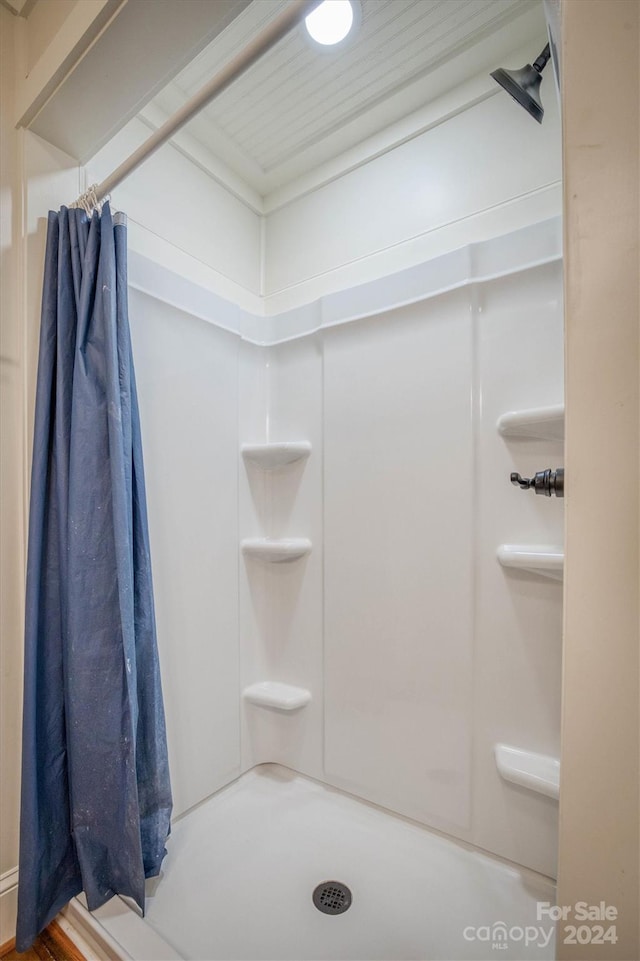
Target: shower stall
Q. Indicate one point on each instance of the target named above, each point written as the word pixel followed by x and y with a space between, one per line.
pixel 340 362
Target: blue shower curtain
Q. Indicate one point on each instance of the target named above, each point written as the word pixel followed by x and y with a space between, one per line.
pixel 96 798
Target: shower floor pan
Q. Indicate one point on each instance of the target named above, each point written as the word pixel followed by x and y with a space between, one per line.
pixel 242 867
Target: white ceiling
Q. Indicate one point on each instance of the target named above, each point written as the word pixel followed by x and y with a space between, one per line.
pixel 302 105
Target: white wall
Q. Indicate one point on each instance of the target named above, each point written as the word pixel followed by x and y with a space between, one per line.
pixel 183 219
pixel 486 170
pixel 187 375
pixel 420 651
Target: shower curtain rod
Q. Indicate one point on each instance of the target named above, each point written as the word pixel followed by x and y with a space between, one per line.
pixel 296 11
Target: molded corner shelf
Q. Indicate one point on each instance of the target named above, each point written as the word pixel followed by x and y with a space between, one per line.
pixel 278 696
pixel 547 561
pixel 537 772
pixel 276 551
pixel 539 423
pixel 272 456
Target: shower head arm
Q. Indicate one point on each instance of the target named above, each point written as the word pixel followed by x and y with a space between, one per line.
pixel 540 63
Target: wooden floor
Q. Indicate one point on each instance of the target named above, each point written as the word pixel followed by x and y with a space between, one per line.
pixel 52 945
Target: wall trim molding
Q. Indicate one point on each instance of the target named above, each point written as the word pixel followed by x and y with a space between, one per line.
pixel 475 263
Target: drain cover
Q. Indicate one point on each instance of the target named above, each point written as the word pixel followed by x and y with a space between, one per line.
pixel 332 897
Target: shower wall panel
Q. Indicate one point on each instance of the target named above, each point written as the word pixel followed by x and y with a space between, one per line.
pixel 187 373
pixel 398 483
pixel 281 604
pixel 519 613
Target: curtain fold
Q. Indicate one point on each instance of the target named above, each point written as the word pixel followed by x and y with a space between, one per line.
pixel 96 796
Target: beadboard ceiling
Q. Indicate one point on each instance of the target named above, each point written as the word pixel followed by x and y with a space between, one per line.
pixel 302 105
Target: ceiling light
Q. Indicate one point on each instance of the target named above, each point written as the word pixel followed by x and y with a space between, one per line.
pixel 330 22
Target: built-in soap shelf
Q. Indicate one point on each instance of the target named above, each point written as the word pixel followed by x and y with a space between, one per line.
pixel 537 423
pixel 537 772
pixel 537 559
pixel 272 456
pixel 276 551
pixel 277 696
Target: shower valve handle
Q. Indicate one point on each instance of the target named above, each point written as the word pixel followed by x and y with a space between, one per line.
pixel 545 482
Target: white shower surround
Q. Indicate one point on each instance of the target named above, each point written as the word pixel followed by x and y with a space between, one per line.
pixel 419 651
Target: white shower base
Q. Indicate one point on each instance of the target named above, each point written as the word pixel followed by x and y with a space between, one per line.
pixel 241 869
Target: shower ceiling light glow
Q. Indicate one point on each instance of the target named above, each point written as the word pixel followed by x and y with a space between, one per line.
pixel 330 22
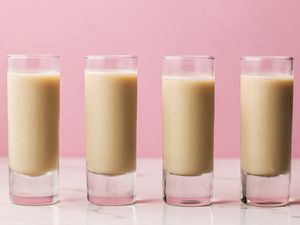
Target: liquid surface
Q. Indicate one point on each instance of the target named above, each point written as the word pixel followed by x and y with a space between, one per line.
pixel 110 106
pixel 33 122
pixel 188 120
pixel 266 124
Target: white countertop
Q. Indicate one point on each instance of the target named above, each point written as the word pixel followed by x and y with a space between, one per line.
pixel 74 209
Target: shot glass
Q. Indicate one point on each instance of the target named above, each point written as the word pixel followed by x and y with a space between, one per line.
pixel 110 110
pixel 266 129
pixel 188 129
pixel 33 98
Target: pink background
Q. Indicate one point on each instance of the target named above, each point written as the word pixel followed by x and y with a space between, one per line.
pixel 150 29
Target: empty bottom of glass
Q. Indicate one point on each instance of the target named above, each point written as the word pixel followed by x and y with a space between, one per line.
pixel 33 190
pixel 188 190
pixel 265 191
pixel 111 190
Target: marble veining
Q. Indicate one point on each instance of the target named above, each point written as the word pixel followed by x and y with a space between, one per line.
pixel 73 208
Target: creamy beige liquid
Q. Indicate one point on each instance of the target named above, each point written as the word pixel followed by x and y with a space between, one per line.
pixel 33 122
pixel 111 105
pixel 188 108
pixel 266 124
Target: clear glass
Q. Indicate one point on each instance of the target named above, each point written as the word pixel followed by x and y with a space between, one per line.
pixel 33 86
pixel 110 109
pixel 266 129
pixel 188 129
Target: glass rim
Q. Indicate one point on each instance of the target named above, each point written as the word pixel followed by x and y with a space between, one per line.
pixel 257 58
pixel 32 56
pixel 177 57
pixel 92 57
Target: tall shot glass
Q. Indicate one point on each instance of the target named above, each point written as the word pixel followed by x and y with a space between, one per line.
pixel 110 109
pixel 266 129
pixel 188 129
pixel 33 90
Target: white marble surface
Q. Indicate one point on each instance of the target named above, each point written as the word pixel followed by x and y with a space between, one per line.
pixel 74 209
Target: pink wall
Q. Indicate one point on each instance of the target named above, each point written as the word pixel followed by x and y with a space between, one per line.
pixel 150 29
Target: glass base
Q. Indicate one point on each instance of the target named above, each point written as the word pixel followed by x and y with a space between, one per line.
pixel 111 190
pixel 188 190
pixel 33 190
pixel 265 191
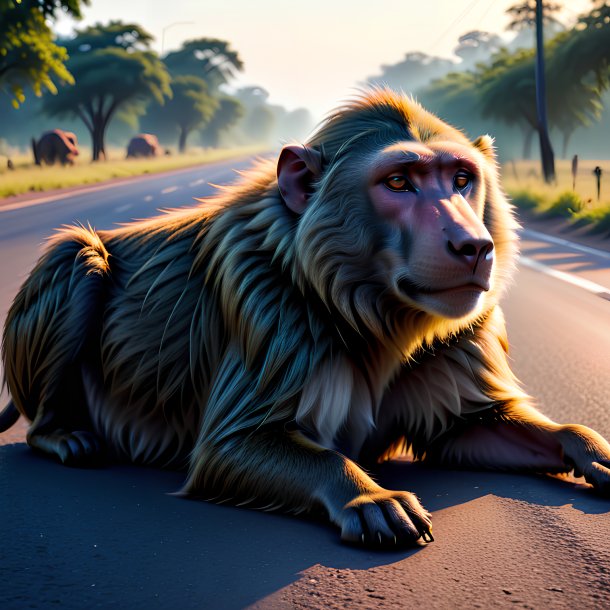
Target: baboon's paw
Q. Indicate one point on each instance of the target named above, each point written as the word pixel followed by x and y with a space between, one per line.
pixel 598 475
pixel 589 454
pixel 77 448
pixel 385 519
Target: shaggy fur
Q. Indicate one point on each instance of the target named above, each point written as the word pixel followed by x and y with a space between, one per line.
pixel 266 350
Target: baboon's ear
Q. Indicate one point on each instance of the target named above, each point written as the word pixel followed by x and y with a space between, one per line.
pixel 297 168
pixel 486 145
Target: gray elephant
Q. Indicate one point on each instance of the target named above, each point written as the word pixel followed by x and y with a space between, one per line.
pixel 55 146
pixel 144 145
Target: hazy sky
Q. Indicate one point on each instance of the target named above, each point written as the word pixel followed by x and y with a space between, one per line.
pixel 313 53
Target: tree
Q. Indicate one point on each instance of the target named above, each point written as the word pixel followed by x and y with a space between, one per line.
pixel 29 56
pixel 190 108
pixel 209 58
pixel 507 93
pixel 455 98
pixel 114 73
pixel 523 15
pixel 414 71
pixel 477 46
pixel 228 114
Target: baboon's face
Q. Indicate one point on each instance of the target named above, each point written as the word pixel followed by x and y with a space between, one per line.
pixel 431 199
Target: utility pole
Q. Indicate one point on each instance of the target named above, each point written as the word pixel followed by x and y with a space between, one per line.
pixel 546 150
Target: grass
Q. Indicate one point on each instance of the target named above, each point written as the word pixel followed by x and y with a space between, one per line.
pixel 523 182
pixel 27 177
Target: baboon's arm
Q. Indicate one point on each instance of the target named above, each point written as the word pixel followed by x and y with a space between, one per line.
pixel 278 469
pixel 512 434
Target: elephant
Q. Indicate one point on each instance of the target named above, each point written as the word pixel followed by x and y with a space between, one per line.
pixel 55 146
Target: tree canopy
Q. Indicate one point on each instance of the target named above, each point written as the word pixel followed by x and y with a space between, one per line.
pixel 29 56
pixel 209 58
pixel 114 72
pixel 191 107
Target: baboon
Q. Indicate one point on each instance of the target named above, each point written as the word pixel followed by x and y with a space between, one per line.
pixel 328 311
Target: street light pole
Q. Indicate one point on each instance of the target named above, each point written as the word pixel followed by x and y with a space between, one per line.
pixel 546 150
pixel 167 27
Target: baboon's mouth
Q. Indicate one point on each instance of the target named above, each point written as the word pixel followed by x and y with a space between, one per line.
pixel 409 288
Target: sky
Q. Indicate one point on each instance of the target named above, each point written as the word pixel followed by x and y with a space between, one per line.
pixel 312 53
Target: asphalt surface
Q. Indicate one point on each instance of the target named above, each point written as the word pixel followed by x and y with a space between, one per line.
pixel 114 536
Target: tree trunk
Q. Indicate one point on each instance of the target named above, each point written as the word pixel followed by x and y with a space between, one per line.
pixel 546 150
pixel 566 140
pixel 182 139
pixel 97 136
pixel 527 144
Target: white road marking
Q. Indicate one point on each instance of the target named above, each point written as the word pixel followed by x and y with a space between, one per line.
pixel 566 277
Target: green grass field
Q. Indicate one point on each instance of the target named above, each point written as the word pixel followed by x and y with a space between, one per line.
pixel 27 177
pixel 523 183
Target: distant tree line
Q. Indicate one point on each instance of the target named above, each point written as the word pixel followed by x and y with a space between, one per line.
pixel 108 73
pixel 495 81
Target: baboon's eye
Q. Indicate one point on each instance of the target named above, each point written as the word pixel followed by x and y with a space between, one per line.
pixel 399 182
pixel 462 180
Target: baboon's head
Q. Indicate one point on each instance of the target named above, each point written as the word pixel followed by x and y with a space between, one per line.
pixel 398 210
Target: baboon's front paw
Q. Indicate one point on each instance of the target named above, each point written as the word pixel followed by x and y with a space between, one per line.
pixel 597 473
pixel 589 454
pixel 77 448
pixel 385 518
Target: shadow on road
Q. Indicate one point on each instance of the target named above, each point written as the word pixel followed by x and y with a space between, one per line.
pixel 83 538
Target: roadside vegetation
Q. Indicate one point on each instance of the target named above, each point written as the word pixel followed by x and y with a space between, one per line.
pixel 27 177
pixel 574 200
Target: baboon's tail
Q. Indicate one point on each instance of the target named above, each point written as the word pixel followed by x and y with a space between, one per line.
pixel 8 416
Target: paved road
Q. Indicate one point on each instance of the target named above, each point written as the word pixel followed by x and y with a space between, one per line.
pixel 114 537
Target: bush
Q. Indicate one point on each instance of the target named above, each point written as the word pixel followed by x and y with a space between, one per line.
pixel 567 204
pixel 598 219
pixel 527 200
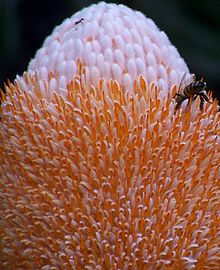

• [Aim] Quote the listing word for word from its first line through the line with "pixel 420 651", including that line. Leave the pictures out of your answer.

• [Output for this task]
Target: shower stall
Q. Indicate one point on each instance of the target named above, each point written as the word pixel followed by x and y with a space between, one per line.
pixel 340 362
Target: blue shower curtain
Q. Indicate one point on each instance of the target named above, each point written as the word pixel followed by x and y with a space between, one per line.
pixel 96 798
Target: shower floor pan
Q. Indicate one point on each instance of the target named above, each point written as the word pixel followed by x and y with a space between, one per line.
pixel 242 867
Target: white ceiling
Q. Indicate one point on each instance of the target named above, each point written as the word pixel followed by x and y with a space between, one per line.
pixel 302 105
Target: white wall
Q. Indicate one point on each instance of the target named above, each point written as the word pixel followed by x and y with a space between, one per line.
pixel 183 219
pixel 486 170
pixel 187 375
pixel 420 651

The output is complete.